■ **TASK TO CARRY OUT**: Copy the rows verbatim, starting at the line containing "pixel 278 104." and ending at the line containing "pixel 624 200", both included.

####

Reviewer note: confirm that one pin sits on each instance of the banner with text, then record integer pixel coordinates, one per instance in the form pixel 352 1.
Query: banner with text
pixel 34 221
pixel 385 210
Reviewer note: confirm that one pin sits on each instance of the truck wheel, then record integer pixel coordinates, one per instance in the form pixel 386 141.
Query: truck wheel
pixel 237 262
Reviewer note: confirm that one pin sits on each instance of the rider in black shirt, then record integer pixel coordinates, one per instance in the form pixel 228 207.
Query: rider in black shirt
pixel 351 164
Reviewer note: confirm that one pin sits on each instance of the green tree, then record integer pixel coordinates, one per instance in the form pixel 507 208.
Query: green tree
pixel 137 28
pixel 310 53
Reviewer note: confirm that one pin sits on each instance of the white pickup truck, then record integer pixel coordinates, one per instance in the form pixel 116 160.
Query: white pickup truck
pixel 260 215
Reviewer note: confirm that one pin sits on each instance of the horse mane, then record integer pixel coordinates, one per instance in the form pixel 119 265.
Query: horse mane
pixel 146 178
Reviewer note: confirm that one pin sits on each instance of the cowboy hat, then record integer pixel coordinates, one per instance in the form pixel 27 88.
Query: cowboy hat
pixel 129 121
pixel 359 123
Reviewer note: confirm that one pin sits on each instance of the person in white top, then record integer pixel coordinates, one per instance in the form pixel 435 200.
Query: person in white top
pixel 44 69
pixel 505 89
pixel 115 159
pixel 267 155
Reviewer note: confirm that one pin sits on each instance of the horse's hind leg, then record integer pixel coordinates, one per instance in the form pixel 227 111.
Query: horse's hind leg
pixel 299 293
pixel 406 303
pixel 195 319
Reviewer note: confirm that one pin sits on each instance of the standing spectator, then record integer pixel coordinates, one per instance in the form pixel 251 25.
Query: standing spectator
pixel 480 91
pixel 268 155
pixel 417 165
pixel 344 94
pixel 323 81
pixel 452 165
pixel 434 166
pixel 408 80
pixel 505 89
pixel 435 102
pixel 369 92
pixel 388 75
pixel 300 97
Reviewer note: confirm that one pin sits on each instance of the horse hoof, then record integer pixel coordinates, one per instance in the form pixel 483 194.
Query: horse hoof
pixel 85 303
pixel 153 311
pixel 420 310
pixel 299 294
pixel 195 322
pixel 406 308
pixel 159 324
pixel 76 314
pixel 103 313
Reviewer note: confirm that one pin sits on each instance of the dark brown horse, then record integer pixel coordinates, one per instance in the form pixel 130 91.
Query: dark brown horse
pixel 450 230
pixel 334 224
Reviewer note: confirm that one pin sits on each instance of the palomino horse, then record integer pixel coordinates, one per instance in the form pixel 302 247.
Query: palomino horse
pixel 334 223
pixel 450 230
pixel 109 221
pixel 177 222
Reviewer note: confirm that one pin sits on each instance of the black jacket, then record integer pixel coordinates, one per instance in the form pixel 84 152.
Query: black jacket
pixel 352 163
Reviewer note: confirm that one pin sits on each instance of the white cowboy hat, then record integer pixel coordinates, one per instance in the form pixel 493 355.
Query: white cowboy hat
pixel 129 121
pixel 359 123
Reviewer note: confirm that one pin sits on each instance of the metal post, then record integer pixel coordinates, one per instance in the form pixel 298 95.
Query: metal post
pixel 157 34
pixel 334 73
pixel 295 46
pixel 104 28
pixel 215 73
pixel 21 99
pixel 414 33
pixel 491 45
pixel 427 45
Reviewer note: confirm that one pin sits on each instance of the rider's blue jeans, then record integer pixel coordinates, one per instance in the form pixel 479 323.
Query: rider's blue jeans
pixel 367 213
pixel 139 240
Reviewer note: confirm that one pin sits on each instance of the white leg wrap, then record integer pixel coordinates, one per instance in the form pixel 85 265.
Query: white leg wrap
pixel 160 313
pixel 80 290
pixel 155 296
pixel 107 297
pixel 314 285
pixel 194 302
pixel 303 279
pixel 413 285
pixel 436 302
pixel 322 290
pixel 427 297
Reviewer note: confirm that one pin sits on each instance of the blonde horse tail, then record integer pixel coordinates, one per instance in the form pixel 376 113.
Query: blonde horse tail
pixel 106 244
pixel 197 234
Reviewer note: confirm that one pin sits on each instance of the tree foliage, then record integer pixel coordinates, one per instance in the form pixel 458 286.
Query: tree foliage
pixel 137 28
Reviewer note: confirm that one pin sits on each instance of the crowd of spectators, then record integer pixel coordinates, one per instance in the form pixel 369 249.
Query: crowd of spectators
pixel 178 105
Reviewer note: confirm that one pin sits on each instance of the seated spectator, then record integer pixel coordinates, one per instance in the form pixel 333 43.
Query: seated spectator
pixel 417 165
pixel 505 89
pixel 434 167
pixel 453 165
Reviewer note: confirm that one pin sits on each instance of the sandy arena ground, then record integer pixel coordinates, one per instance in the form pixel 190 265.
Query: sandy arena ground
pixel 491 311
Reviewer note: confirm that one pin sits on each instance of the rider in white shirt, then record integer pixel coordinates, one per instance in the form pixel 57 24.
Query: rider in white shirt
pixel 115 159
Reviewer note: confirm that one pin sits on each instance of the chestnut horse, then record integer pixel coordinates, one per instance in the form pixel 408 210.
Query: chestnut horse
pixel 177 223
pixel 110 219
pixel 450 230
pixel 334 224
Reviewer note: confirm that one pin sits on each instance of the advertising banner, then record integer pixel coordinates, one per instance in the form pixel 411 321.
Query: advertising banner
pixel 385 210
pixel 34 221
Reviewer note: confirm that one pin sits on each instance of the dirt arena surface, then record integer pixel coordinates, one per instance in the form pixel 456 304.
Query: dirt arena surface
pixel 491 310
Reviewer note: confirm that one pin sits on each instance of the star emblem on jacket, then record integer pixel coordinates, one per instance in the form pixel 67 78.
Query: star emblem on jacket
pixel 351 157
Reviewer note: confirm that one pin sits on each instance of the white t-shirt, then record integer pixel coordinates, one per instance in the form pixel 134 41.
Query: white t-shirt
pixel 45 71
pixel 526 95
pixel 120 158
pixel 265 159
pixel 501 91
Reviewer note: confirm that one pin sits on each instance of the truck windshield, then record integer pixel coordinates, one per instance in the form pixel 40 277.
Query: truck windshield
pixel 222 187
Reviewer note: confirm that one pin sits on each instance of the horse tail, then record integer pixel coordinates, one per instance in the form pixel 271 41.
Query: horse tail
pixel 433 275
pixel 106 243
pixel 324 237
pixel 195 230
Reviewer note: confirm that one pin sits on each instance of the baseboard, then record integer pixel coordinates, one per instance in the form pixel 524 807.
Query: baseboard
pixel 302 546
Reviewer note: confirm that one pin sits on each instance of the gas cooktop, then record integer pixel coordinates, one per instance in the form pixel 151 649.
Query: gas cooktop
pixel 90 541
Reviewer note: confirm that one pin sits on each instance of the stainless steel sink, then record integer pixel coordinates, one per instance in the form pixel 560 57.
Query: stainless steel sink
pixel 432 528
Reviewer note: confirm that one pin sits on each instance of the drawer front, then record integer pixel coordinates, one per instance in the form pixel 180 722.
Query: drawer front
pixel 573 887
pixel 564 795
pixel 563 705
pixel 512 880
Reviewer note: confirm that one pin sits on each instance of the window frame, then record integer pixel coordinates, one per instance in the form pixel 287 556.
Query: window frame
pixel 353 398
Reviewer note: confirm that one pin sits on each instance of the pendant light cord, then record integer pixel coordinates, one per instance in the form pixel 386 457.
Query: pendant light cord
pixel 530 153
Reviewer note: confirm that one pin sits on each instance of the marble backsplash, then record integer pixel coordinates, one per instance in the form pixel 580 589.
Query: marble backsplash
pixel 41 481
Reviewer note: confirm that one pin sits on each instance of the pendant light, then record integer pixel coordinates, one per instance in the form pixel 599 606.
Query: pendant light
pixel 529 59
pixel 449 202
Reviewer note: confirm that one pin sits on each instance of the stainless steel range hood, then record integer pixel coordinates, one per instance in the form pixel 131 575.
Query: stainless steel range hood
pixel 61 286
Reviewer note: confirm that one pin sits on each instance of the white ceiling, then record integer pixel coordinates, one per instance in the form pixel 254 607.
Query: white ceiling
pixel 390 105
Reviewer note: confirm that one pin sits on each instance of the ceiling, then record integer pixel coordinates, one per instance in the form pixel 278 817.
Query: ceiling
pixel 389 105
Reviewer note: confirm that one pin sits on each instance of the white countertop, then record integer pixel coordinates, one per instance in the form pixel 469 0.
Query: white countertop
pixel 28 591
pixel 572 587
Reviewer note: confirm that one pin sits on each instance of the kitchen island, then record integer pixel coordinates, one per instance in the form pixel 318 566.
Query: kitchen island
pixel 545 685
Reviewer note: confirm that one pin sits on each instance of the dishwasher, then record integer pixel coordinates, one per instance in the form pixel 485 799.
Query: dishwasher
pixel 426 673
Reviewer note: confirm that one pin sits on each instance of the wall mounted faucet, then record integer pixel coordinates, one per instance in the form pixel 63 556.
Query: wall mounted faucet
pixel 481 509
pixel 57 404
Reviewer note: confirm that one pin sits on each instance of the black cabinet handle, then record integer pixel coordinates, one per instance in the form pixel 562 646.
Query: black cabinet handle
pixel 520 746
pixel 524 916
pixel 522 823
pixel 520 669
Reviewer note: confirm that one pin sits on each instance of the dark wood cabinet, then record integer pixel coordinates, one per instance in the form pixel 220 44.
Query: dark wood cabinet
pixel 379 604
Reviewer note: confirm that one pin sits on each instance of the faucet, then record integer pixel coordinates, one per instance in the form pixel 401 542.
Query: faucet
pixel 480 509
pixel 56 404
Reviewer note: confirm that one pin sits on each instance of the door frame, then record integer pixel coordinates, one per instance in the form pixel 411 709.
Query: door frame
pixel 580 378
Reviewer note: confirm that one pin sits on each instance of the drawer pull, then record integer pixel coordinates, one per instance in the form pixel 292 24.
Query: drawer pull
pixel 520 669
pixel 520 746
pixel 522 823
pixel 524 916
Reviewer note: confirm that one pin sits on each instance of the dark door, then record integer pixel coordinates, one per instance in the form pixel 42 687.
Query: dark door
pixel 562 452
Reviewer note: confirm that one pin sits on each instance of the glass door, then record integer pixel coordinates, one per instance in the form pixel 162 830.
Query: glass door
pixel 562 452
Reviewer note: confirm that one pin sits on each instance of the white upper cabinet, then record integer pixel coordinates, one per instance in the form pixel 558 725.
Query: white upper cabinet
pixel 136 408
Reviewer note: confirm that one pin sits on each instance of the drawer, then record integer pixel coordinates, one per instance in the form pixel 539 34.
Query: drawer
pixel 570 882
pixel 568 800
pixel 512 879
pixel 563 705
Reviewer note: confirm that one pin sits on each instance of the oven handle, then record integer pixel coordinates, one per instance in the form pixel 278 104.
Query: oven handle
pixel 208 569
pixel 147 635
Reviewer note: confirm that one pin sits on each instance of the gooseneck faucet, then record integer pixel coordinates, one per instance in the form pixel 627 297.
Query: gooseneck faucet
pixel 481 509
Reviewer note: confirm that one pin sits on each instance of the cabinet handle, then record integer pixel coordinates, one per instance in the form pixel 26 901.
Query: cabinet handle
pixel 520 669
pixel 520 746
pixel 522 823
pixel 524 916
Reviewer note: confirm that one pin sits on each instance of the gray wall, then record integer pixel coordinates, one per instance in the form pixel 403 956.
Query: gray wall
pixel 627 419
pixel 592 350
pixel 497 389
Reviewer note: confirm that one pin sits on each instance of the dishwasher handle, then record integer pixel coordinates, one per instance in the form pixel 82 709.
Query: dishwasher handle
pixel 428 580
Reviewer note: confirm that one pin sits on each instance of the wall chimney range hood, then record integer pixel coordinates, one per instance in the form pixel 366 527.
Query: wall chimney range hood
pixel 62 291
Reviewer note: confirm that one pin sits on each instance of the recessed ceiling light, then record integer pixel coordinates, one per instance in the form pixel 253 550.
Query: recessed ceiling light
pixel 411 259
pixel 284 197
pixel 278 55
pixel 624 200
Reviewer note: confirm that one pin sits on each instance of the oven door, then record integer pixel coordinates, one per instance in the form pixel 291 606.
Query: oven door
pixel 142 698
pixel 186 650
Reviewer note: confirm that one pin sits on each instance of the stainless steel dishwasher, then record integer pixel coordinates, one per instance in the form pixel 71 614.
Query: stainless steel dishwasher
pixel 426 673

####

■ **SOLUTION FOR THIS TASK**:
Reviewer note: confirm that one pin sits on each instance of the oven handle, then record integer pixel coordinates, one per instance in the form pixel 278 104.
Query: oven handle
pixel 208 569
pixel 147 635
Reviewer note: confirm that one pin sits on each instance of the gooseneck faucet, then record integer pixel coordinates, one per instance in the form pixel 627 297.
Query: gooseneck faucet
pixel 481 509
Reviewer note: confirm that one pin sits on each instance of the cabinet handle, then record integer pixel coordinates, one per instance in the form pixel 26 901.
Query: cabinet handle
pixel 520 669
pixel 520 746
pixel 522 823
pixel 524 916
Reviewer note: confirm that one pin sits on each instance of the gray wall, then record integer pixel coordinates, one per instance in the form pixel 403 956.
Query: gray wall
pixel 627 419
pixel 592 350
pixel 497 389
Reviewer note: confirm that one pin sits on each instance of the dishwasher handle, then record integer pixel coordinates, one per instance in the form pixel 82 709.
Query: dishwasher handle
pixel 428 580
Reviewer note: confirm that one pin sits on each instance of the wall chimney range hood, then record integer pixel coordinates, one per instance in the form pixel 366 527.
Query: wall chimney range hood
pixel 62 291
Reviewer note: confirm that one pin sits on each instance of the recessed ceiling light, then record integer pixel coordinates, one per instance in the form pixel 253 550.
Query: recessed ceiling light
pixel 411 259
pixel 284 197
pixel 278 55
pixel 624 200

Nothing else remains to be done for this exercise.